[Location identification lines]

= = = = =

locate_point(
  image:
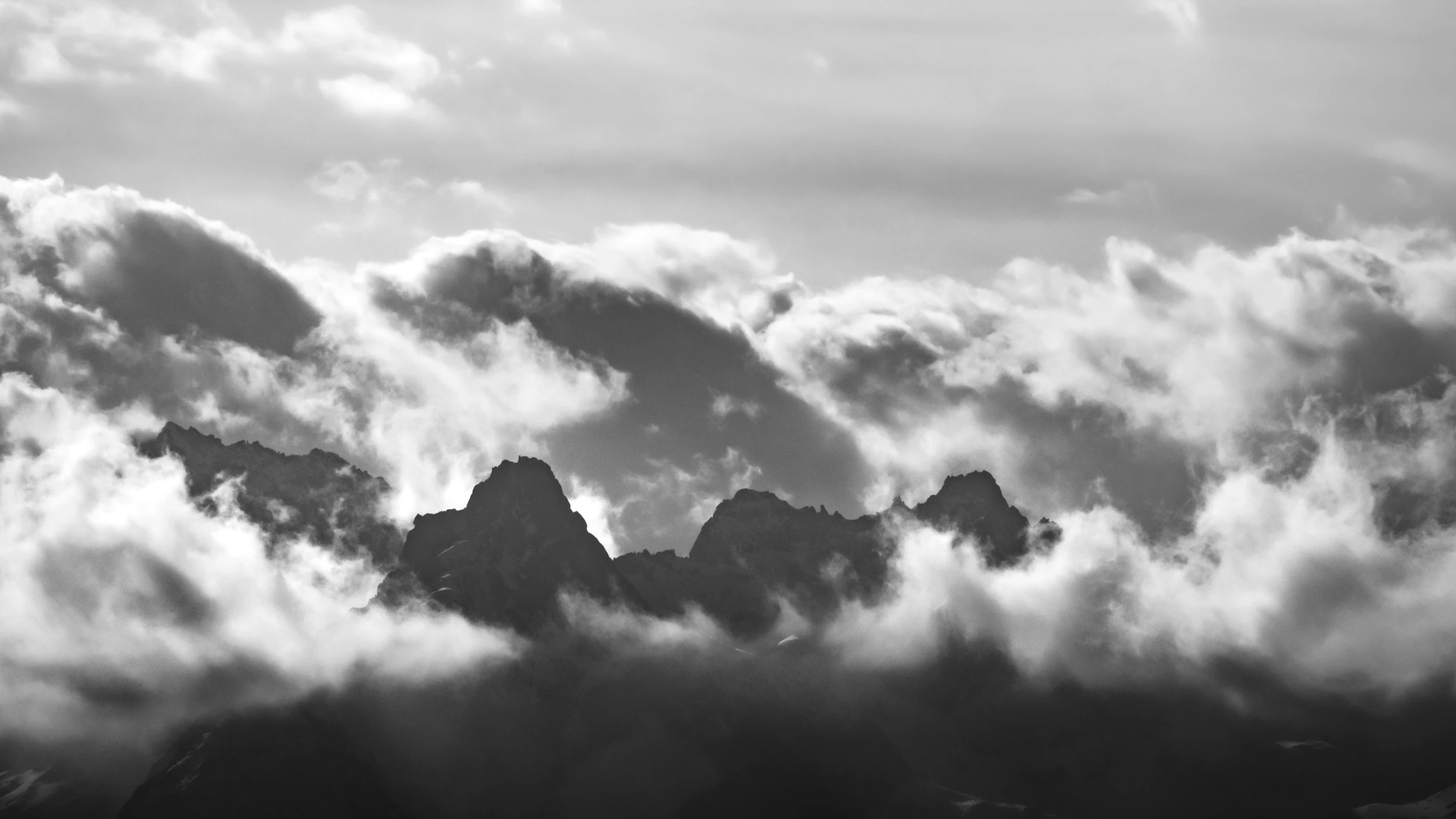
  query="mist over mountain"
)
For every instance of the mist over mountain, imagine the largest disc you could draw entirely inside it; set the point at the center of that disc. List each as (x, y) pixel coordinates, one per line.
(645, 527)
(624, 706)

= = = = =

# TASK TO COMPLETE
Write out these lines word for word, leaving the pictures out.

# CORRECT RESULT
locate_point(
  image:
  query="mist over mountain"
)
For every instance of the mist over mountain, imagine the largest disc you could draw entirely inside it; set the point at the center of that disc. List each as (x, y) pixel coordinates, one per line.
(645, 527)
(624, 706)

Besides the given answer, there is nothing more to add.